- _Instruction_: Return the stretch of the passage on Mark's Gospel that starts at "Myers further situates" and ends at "and his way.", copied word for word.

- _Excerpted text_:
■ ■ ■ ■

Jesus, then, fulfills the promise
of God to the world through Abraham and Sarah’s family to bless all its nations
and peoples. He does so as the one faithful Israelite, God’s subversive,
counter-revolutionary movement in person.
He come primarily to Israel to gather and reconstitute Abrahamic Israel
from out of ethic Israel which had forfeited its brief to serve any longer as
the bearer of God’s redemptive movement through the world.[2]
This reconstituted Israel which will end up a Jewish-Gentile body through his
work will take to the world, still as God’s SCRM (because the world is still
hostile and resistant to God) but now bearing the “good news” that God’s reign
has come and God’s purposes have been fulfilled through Christ in anticipation
(Pannenberg) assuring that it will one day be the reality of the cosmos.
Mark tells us about this decisive
final decisive outreach of God to Israel, portending either judgment or mercy
depending on their response to Jesus. He writes a generation after Jesus just
before the sword of judgment in the hands of Rome falls in a cataclysmic finale
for the nation. And he writes as well for coming generations who will live in
the same freighted time as his own but who still need to see and hear Jesus
living out his vocation as God’s SCRM in person and recruit others to follow
him and embrace his way of being Israel. Succeeding generations in their own
time and place need to encounter him as well for though the dynamics will
differ for each the call to embrace Jesus and his way of being God’s people
remains the same.
Reading
Mark
The
Gospel’s Purpose
Ched Myers, in his groundbreaking
commentary Binding the Strongman, is right to claim that
“Mark was written as a manifesto for radical Christian
discipleship, and, I believe, remains one today. In contrast to other writings
of its time, it is a story about and for the poor and the common folk. Its narrative
strategy is clearly subversive of the social status quo of Roman Palestine.
Mark’s Jesus – through symbolic action, word and deed – systematically
challenges the dominant order, with its assumptions about power and piety,
sacred space, and social class. This Jesus forges a model of new social
possibilities, in which the socially disenfranchised are welcomed to table; and
Jew and Gentile struggle to overcome the powerful ideologies of enmity between
them.”[3]
Did you hear that? “Systematically
challenge the dominant order” – that’s what I am calling “subversive.” And
“forges a model of new social possibilities” – that’s what I am calling
“counter-revolutionary” (countering the sinful social models humanity developed
in the wake of the fall. So I contend he is calling Jesus and his followers
God’s Subversive Counter-Revolutionary Movement!
Myers further situates Mark’s
readers within the “double plot”[4]
by which he tells his story:
- the showdown between Jesus and the
Jewish and Roman authorities that ends with his cross, and
- the persistent, increasing failure of
the disciples to understand Jesus and his way.
These two plots reach their
dramatic climax in Mark’s story when Jesus’ disciples forsake him just as the
authorities take him captive (14:50). Mark confronts readers with two decisions
in his story: “Will we, as readers, allow this Jesus to challenge the dominant
social ideologies that condition us in our world? And, most importantly, will
we enlist into that terrible journey to ‘Jerusalem’?”[5]
Cross-Cultural
To read any document from an
ancient time and place is a cross-cultural enterprise. It can hardly be
otherwise.

■ ■ ■ ■

- _Listed records_:
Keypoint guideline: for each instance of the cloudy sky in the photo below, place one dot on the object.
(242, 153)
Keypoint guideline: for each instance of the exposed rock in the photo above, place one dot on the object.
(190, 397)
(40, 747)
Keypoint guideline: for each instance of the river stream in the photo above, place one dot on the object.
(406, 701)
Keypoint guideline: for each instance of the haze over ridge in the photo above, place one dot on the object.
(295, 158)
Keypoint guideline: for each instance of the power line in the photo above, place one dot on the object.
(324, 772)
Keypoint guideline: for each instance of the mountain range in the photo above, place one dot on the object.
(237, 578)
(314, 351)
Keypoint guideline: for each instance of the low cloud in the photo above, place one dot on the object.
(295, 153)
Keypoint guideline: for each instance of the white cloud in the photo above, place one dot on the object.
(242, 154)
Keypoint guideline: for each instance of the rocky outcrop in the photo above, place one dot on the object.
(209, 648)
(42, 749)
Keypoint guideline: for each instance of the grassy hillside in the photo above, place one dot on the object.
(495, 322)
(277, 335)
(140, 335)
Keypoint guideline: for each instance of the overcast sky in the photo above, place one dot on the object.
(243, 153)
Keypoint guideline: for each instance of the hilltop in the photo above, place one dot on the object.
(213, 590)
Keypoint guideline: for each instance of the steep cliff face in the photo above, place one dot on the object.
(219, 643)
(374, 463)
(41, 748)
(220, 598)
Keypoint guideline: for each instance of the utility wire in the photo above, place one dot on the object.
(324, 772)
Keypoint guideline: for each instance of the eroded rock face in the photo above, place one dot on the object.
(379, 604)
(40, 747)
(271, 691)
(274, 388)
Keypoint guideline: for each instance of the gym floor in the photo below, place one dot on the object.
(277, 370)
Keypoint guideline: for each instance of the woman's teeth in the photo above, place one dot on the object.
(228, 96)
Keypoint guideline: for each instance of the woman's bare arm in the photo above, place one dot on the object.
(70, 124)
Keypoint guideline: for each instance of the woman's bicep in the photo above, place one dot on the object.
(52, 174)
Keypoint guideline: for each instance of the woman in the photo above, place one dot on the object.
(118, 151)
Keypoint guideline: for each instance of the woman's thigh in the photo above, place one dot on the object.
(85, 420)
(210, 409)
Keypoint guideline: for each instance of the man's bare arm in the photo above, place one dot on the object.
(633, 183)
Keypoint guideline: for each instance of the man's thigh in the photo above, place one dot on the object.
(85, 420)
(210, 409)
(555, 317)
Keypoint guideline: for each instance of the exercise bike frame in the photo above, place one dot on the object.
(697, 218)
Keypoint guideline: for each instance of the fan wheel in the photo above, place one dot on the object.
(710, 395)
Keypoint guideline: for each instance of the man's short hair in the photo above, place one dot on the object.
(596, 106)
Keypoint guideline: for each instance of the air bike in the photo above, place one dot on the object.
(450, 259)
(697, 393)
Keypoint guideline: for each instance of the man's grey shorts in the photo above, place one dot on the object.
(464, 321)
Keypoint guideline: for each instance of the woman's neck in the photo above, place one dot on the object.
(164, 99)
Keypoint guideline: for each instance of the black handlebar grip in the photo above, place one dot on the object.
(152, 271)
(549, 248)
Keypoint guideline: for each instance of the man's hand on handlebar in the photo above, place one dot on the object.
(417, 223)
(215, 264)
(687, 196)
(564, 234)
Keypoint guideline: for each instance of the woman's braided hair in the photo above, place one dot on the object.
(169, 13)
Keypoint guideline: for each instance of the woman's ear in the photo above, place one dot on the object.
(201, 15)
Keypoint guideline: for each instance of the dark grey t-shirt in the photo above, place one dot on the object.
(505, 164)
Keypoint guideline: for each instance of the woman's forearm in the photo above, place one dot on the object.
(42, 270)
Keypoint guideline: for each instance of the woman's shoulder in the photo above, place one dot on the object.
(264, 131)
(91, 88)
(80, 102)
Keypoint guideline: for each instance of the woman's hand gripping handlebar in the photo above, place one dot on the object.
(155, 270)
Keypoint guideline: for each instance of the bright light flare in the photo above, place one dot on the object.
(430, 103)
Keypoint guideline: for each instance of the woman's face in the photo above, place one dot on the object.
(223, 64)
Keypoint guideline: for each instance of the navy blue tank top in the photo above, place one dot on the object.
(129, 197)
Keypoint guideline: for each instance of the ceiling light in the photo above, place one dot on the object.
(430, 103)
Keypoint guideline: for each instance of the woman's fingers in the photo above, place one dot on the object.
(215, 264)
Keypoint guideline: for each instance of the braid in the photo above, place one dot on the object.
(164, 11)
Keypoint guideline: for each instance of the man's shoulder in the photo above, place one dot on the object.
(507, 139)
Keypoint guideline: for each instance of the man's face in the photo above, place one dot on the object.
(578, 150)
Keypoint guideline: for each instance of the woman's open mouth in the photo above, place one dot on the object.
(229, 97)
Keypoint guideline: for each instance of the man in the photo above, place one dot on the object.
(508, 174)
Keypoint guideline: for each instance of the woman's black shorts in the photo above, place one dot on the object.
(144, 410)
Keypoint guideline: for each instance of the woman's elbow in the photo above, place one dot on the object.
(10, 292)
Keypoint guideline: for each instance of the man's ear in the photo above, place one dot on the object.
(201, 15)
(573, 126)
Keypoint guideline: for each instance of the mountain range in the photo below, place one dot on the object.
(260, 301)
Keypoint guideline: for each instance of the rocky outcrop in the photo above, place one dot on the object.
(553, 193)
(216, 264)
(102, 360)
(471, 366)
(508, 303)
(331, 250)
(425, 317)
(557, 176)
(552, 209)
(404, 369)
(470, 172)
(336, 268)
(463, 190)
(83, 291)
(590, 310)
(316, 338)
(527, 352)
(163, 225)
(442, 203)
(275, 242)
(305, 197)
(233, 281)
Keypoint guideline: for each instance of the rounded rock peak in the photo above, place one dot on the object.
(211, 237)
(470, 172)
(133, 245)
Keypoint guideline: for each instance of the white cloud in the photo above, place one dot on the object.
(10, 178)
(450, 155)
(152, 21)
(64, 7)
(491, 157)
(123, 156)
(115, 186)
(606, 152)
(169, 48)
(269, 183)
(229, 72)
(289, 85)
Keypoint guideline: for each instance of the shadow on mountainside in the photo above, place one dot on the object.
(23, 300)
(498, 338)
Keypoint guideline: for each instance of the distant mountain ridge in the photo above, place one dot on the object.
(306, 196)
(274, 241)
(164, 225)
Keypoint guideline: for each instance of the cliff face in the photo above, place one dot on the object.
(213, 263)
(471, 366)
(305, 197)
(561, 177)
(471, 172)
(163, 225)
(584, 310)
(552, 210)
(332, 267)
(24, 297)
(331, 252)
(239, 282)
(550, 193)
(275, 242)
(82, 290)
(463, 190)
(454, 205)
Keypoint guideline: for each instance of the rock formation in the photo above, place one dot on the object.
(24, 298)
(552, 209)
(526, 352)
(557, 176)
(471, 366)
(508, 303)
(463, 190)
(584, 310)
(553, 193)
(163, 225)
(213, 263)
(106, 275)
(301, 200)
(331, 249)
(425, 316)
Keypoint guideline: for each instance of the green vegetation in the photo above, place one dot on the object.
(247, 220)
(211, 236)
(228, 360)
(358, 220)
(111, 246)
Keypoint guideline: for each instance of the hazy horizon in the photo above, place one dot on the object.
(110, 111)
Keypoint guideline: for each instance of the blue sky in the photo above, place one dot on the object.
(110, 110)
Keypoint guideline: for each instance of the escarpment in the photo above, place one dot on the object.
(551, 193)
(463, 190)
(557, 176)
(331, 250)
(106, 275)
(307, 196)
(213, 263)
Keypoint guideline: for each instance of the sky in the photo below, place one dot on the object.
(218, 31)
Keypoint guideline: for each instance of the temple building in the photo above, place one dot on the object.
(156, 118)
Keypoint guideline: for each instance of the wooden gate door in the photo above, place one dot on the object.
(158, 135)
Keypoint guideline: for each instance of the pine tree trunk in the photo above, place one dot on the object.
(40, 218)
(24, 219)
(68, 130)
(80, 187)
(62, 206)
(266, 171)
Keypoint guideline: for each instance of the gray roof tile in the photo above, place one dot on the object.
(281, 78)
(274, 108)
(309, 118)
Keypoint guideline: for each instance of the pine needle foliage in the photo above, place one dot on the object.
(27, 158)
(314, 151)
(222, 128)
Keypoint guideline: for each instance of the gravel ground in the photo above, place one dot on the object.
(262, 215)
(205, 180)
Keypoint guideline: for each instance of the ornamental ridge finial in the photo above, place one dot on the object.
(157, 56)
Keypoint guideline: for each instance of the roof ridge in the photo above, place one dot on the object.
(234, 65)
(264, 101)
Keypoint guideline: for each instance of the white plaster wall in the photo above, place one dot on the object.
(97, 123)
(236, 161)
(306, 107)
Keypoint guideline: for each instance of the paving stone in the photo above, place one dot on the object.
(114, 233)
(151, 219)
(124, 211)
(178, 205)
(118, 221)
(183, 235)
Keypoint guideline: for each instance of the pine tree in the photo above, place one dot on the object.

■ ■ ■ ■

- _Output of the task_:
Myers further situates Mark’s
readers within the “double plot”[4]
by which he tells his story:
- the showdown between Jesus and the
Jewish and Roman authorities that ends with his cross, and
- the persistent, increasing failure of
the disciples to understand Jesus and his way.